● **Problem description**
Please transcribe every record below exactly as it appears.

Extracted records
* * * * *
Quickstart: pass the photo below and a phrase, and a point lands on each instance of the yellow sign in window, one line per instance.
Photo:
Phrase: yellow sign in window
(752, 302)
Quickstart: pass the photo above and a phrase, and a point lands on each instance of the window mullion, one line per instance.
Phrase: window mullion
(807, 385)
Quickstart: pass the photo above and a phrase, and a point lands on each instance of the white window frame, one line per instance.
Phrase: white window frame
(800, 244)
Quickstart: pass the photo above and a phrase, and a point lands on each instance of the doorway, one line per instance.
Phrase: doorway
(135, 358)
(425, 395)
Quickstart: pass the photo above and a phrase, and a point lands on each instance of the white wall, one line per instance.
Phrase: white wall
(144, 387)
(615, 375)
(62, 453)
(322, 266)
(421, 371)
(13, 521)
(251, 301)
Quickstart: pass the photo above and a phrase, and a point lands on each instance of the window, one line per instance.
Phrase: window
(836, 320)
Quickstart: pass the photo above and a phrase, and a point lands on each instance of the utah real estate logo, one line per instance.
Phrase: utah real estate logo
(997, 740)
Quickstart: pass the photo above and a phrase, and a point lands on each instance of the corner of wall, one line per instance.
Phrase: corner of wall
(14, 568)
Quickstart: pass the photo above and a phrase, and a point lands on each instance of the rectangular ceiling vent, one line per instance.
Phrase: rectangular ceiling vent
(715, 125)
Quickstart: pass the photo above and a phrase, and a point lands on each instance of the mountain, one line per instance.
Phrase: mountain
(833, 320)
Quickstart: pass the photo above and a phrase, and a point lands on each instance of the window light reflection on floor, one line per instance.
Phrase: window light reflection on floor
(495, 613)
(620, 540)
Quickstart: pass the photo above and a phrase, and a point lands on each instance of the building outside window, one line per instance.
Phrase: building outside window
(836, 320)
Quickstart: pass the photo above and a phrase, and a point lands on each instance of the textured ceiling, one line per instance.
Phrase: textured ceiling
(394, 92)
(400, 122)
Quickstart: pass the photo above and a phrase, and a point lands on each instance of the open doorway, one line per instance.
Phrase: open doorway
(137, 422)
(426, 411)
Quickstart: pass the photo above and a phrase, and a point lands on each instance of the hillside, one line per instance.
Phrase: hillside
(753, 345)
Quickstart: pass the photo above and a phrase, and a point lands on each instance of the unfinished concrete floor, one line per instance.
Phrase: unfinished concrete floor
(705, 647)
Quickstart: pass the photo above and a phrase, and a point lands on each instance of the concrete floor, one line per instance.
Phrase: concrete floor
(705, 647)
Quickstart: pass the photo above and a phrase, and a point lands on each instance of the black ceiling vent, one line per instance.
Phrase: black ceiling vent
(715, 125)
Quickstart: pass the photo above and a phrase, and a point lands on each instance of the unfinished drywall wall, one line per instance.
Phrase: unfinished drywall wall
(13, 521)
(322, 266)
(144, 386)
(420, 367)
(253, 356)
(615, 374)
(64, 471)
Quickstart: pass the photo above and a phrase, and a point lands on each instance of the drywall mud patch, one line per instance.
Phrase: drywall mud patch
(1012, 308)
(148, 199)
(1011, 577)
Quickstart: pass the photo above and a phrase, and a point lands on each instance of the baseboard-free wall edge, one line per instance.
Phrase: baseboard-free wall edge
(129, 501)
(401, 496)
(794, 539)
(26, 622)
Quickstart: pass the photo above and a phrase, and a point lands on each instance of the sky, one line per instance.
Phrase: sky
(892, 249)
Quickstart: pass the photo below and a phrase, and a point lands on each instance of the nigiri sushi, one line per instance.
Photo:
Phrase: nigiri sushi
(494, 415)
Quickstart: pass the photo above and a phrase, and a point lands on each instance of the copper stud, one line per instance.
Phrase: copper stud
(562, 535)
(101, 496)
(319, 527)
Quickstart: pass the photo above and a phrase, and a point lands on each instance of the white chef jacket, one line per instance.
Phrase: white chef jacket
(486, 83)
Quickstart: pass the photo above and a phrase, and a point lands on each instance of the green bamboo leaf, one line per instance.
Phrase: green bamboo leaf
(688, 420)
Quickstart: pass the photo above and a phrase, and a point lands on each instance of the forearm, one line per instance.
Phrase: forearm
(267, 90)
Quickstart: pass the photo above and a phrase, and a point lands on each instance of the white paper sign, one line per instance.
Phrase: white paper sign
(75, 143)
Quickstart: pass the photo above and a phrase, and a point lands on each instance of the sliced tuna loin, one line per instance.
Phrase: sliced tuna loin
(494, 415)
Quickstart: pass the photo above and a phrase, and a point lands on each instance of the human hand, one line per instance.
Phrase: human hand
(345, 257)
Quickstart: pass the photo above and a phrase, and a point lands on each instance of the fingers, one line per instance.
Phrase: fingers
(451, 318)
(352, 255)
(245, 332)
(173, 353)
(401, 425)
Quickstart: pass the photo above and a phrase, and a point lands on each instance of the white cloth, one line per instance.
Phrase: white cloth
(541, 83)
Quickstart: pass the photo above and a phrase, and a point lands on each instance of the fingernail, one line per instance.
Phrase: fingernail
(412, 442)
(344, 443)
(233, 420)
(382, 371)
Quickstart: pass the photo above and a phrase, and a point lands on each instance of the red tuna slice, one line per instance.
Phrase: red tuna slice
* * * * *
● **Solution**
Quickstart: pass the photo below and a phrase, and a point lands on each instance of the yellow sign in window, one line per instance.
Photo:
Phrase: yellow sign in window
(752, 302)
Quickstart: pass the photo above and a phrase, and a point lands on each instance of the window mullion, one line per instance.
Phrase: window mullion
(807, 385)
Quickstart: pass the photo above and a phrase, and a point lands on each instance of the white window frame, one line per instance.
Phrase: white window frame
(800, 244)
Quickstart: pass the photo above and a phrase, and a point lands on each instance of the doorway, one line per instance.
Phrase: doorway
(135, 358)
(425, 395)
Quickstart: pass the photo above and a phrase, and a point lands on each instance of the white wall, one line per instance.
Phrase: white wall
(144, 387)
(615, 375)
(62, 453)
(322, 266)
(421, 371)
(13, 521)
(251, 301)
Quickstart: pass the photo above and a phrase, and a point lands on each instance of the window, one line per instance.
Phrase: window
(836, 320)
Quickstart: pass the photo above and a phrase, and a point lands on each instance of the utah real estate logo, one line per instance.
Phrase: utah real estate logo
(997, 740)
Quickstart: pass the photo above and a phrase, and a point lands on each instance of the corner of wall, one line per instance.
Phrase: corner of wall
(14, 568)
Quickstart: pass the photo above and a phrase, and a point lands on each instance of the rectangular ceiling vent, one line per instance.
Phrase: rectangular ceiling vent
(715, 125)
Quickstart: pass the photo above and a phrase, and a point lands on each instance of the mountain, one line per instance.
Phrase: mountain
(833, 320)
Quickstart: pass the photo above and a phrase, and a point lands on each instance of the window light reflection on floor, one line per instance.
Phrase: window light reflection on floor
(495, 613)
(620, 540)
Quickstart: pass the photo above and a phrase, and a point lands on each instance of the building outside window, one line per instance.
Phrase: building outside window
(836, 320)
Quickstart: pass the photo above and a phrase, and a point lands on each instance of the textured ceiling, one line per instance.
Phrase: textured ceiling
(394, 92)
(400, 122)
Quickstart: pass the photo above and a phrase, and a point lands on each instance of the open doorway, one line per instance.
Phrase: open doorway
(137, 422)
(426, 411)
Quickstart: pass the photo above and a phrase, and a point lands on each instance of the hillside, one line per instance.
Phrase: hillside
(753, 345)
Quickstart: pass the photo above and a phrase, and a point lands on each instance of the unfinished concrete floor, one line per instance.
Phrase: unfinished concrete floor
(705, 647)
Quickstart: pass the photo above and a phrase, and a point lands on each instance of the concrete floor, one line per instance.
Phrase: concrete floor
(705, 647)
Quickstart: pass the photo above and a phrase, and a point lands on each instance of the black ceiling vent, one line per instance.
Phrase: black ceiling vent
(715, 125)
Quickstart: pass the photo above and a phrase, and a point lands on each instance of the unfinished drywall wall, one line per instance.
Phrase: unfinished drywall wall
(13, 521)
(322, 266)
(144, 386)
(420, 367)
(253, 356)
(615, 374)
(64, 471)
Quickstart: pass the photo above and a phrase, and a point lands on each instance of the drywall mud patch, one line per instance.
Phrase: drywall mud patch
(1012, 308)
(148, 199)
(1011, 577)
Quickstart: pass the photo above and a phrase, and a point lands on each instance of the baseboard-free wall edge, one line per instance.
Phrase: baseboard-free wall edge
(129, 501)
(401, 496)
(794, 539)
(26, 622)
Quickstart: pass the photo above and a phrase, and a point lands on each instance of the sky, one line per instance.
Phrase: sky
(892, 249)
Quickstart: pass the photo below and a phrase, and a point lands on each instance of the nigiri sushi, one line per instance.
Photo:
Phrase: nigiri sushi
(494, 415)
Quickstart: pass the photo above and a phrase, and a point lands on each instance of the copper stud, one line per instance.
Phrase: copper stud
(562, 535)
(101, 496)
(319, 527)
Quickstart: pass the photo above and a phrase, and a point lands on each instance of the white chef jacket, one line per instance.
Phrase: white chef jacket
(486, 83)
Quickstart: pass the photo above and a phrase, and a point lands on each instance of the green bamboo leaf, one line per instance.
Phrase: green bamboo leaf
(688, 420)
Quickstart: pass the photo above and a phrase, and a point lands on each instance of the forearm, one line per instance.
Phrase: forearm
(267, 90)
Quickstart: pass the photo above and a phrase, and a point lands on each instance of the white paper sign, one line per instance.
Phrase: white paper sign
(75, 143)
Quickstart: pass the photo above and a phrase, and a point lands on each instance of the sliced tuna loin, one line per instance.
Phrase: sliced tuna loin
(494, 415)
Quickstart: pass the photo above and a phrase, and a point lands on each instance of the human hand, one line per instance.
Phrase: human hand
(345, 257)
Quickstart: pass the photo above and a phrase, and a point lands on each instance of the fingers, one line per instance.
Phrase: fingers
(451, 318)
(352, 255)
(245, 332)
(173, 353)
(401, 425)
Quickstart: pass the photo above and a phrase, and a point lands on each instance of the white cloth, one line per instance.
Phrase: white cloth
(541, 83)
Quickstart: pass the photo above and a phrase, and a point lands on each instance of the fingernail, one line per instance.
Phrase: fingernail
(412, 442)
(344, 443)
(233, 420)
(382, 371)
Quickstart: pass the photo above and a phrase, and a point lands on each instance of the red tuna slice, one line per instance.
Phrase: red tuna slice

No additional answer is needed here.